-- START OF Data entries --
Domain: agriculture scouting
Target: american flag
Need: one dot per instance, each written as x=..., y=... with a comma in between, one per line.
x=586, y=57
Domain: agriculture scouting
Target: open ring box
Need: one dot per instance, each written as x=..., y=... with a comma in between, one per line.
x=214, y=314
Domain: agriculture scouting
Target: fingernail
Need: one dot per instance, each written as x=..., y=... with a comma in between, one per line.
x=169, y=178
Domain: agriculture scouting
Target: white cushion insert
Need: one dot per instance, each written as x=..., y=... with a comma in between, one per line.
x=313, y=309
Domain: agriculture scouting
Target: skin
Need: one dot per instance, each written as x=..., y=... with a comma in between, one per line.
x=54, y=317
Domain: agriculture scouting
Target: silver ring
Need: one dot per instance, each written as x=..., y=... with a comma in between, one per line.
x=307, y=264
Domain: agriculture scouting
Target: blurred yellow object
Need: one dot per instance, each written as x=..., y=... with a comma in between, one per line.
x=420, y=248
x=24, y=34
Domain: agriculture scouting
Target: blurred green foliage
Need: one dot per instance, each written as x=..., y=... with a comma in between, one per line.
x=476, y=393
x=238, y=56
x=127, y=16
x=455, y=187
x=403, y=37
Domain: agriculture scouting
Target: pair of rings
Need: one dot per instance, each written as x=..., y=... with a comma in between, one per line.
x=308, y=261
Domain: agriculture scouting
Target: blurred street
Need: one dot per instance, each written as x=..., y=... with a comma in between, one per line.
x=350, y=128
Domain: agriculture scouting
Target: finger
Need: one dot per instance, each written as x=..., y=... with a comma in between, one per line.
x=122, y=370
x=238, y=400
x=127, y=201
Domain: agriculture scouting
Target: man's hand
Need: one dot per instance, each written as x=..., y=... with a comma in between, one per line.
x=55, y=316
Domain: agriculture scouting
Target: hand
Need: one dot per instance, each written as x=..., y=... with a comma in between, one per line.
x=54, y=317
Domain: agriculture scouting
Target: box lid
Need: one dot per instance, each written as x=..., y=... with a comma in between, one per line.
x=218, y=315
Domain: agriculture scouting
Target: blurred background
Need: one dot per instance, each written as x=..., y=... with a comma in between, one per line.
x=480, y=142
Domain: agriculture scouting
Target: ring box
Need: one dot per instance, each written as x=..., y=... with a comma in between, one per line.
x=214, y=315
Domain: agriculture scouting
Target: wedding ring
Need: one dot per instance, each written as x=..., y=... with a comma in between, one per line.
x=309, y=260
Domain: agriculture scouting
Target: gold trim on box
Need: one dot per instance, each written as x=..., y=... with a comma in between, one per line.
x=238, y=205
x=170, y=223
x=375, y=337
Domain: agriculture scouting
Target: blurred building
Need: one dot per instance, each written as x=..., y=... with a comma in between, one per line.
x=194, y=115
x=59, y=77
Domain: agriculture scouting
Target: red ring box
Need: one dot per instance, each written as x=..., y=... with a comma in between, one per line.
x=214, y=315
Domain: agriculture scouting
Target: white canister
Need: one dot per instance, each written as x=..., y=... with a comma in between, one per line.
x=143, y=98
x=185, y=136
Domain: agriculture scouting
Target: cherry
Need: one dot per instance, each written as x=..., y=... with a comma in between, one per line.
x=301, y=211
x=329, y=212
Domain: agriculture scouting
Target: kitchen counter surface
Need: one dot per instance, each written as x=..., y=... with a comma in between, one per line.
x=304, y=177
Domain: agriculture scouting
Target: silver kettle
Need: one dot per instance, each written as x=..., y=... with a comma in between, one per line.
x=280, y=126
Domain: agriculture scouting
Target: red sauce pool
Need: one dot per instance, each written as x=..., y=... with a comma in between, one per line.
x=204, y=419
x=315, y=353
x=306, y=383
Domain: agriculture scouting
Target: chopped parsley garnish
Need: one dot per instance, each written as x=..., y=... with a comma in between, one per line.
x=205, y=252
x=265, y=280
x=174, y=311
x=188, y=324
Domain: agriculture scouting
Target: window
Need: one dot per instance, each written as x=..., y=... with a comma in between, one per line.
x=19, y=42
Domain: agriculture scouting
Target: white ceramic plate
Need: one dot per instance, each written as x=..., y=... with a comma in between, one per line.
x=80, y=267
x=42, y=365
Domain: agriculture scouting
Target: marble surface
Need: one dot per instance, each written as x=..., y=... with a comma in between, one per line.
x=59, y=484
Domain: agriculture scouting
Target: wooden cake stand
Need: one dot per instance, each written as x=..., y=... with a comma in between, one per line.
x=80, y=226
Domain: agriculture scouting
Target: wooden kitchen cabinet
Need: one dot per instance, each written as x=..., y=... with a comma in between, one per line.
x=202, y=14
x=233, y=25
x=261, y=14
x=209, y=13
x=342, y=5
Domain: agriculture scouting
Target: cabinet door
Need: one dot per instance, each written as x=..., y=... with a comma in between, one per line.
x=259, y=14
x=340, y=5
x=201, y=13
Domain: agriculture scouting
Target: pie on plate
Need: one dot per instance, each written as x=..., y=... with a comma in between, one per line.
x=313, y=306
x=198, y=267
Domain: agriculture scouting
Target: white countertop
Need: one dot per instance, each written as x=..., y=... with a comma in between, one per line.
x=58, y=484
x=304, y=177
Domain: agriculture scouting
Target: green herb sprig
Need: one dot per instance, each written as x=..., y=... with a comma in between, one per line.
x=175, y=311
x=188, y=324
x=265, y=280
-- END OF Data entries --
#### [What the task requires]
Exactly as they are written, print the entries again.

#### [Result of this exercise]
Domain: agriculture scouting
Target: american flag
Need: one dot per instance, each written as x=..., y=... with a comma in between, one per line.
x=586, y=57
Domain: agriculture scouting
Target: open ring box
Need: one dot per instance, each written as x=..., y=... with a comma in between, one per line.
x=214, y=314
Domain: agriculture scouting
Target: fingernail
Need: one dot per instance, each written as x=..., y=... with a comma in between, one per line.
x=169, y=178
Domain: agriculture scouting
Target: white cushion insert
Need: one dot per instance, each written as x=..., y=... with a comma in between, one per line.
x=313, y=309
Domain: agriculture scouting
Target: skin
Need: one dot per instance, each written as x=..., y=... with a comma in between, one per line.
x=54, y=317
Domain: agriculture scouting
Target: silver ring
Need: one dot per instance, each written as x=..., y=... with a comma in between, one per line.
x=307, y=264
Domain: agriculture scouting
Target: blurred yellow object
Need: one dot per instance, each written as x=..., y=... with a comma in between, one per line.
x=420, y=248
x=24, y=34
Domain: agriculture scouting
Target: blurred green foliage
Need: one dot per instance, each written as x=..., y=... with a comma in between, one per line.
x=476, y=393
x=238, y=56
x=127, y=16
x=455, y=187
x=403, y=37
Domain: agriculture scouting
Target: pair of rings
Need: one dot per instance, each written as x=..., y=... with a comma in between, one per line.
x=308, y=261
Domain: agriculture scouting
Target: blurred street
Need: one dot per instance, each written as x=..., y=... with a comma in between, one per line.
x=350, y=128
Domain: agriculture scouting
Target: finger
Need: one dot per instance, each written as x=..., y=... with a comma in between, one per line.
x=122, y=370
x=238, y=400
x=127, y=201
Domain: agriculture scouting
Target: man's hand
Need: one dot per instance, each written as x=..., y=... with a comma in between, one per line.
x=55, y=316
Domain: agriculture scouting
Target: hand
Need: one dot per instance, each written as x=..., y=... with a comma in between, one per line.
x=54, y=317
Domain: agriculture scouting
Target: box lid
Need: one dot per instance, each written as x=..., y=... with a comma in between, one per line.
x=218, y=315
Domain: agriculture scouting
Target: blurred background
Need: one dot per instance, each written as x=..., y=... with a comma in between, one per line.
x=480, y=142
Domain: agriculture scouting
Target: ring box
Need: one dot per instance, each written as x=..., y=... with a comma in between, one per line.
x=214, y=315
Domain: agriculture scouting
Target: wedding ring
Need: one dot per instance, each written as x=..., y=... with a comma in between, one per line.
x=309, y=260
Domain: agriculture scouting
Target: gold trim on box
Need: one dot per instance, each written as x=..., y=... with a comma in between, one per line.
x=238, y=205
x=170, y=223
x=375, y=337
Domain: agriculture scouting
Target: blurred building
Need: one dot per instance, each written as x=..., y=... with a comma in between, one per line.
x=194, y=115
x=59, y=77
Domain: agriculture scouting
Target: red ring box
Need: one dot per instance, each written as x=..., y=... with a comma in between, one per line.
x=214, y=315
Domain: agriculture scouting
Target: white canister
Need: one dot per instance, each written as x=..., y=... with a comma in between, one per line.
x=143, y=98
x=185, y=136
Domain: agriculture scouting
Target: cherry
Need: one dot per instance, each written as x=..., y=... with a comma in between, one per line.
x=301, y=211
x=329, y=212
Domain: agriculture scouting
Target: kitchen counter surface
Need: one dot per instance, each written as x=..., y=... with a comma in between, one per line.
x=304, y=177
Domain: agriculture scouting
Target: silver kettle
Need: one dot per instance, each written as x=..., y=... with a comma in between, one per line.
x=280, y=126
Domain: agriculture scouting
Target: red sauce pool
Need: one dot per instance, each written as x=..., y=... with a comma in between, one per line.
x=204, y=419
x=315, y=353
x=306, y=383
Domain: agriculture scouting
Target: chopped parsley garnish
Need: one dot per instance, each written as x=..., y=... with a comma in between, one per line.
x=205, y=252
x=265, y=280
x=174, y=311
x=188, y=324
Domain: agriculture scouting
Target: window
Need: one dot per instance, each written as x=..., y=... with a comma in between, one per line.
x=19, y=42
Domain: agriculture scouting
Target: white ceramic plate
Need: one dot per instance, each written as x=..., y=... with a comma in between, one per line.
x=80, y=267
x=42, y=365
Domain: agriculture scouting
Target: marble surface
Need: one dot per instance, each written as x=..., y=... with a comma in between, one per line.
x=59, y=484
Domain: agriculture scouting
Target: wooden cake stand
Need: one dot per instance, each written as x=..., y=... with a comma in between, one per line.
x=80, y=226
Domain: agriculture scouting
Target: wooden kitchen cabinet
Need: one dot per instance, each written as x=..., y=... with a comma in between, one per line.
x=202, y=14
x=233, y=25
x=261, y=14
x=209, y=13
x=342, y=5
Domain: agriculture scouting
Target: cabinet door
Need: one dot per instance, each written as x=..., y=... with a comma in between, one per line.
x=259, y=14
x=340, y=5
x=201, y=13
Domain: agriculture scouting
Target: pie on plate
Need: one dot per instance, each written as x=..., y=... with a comma in between, one per line.
x=313, y=306
x=198, y=267
Domain: agriculture scouting
Target: white countertop
Need: one dot per instance, each written as x=..., y=... with a comma in between, one per line.
x=58, y=484
x=304, y=177
Domain: agriculture scouting
Target: green herb sprig
Need: one dot per instance, each written as x=..., y=... with a comma in between, one per line.
x=175, y=311
x=188, y=324
x=265, y=280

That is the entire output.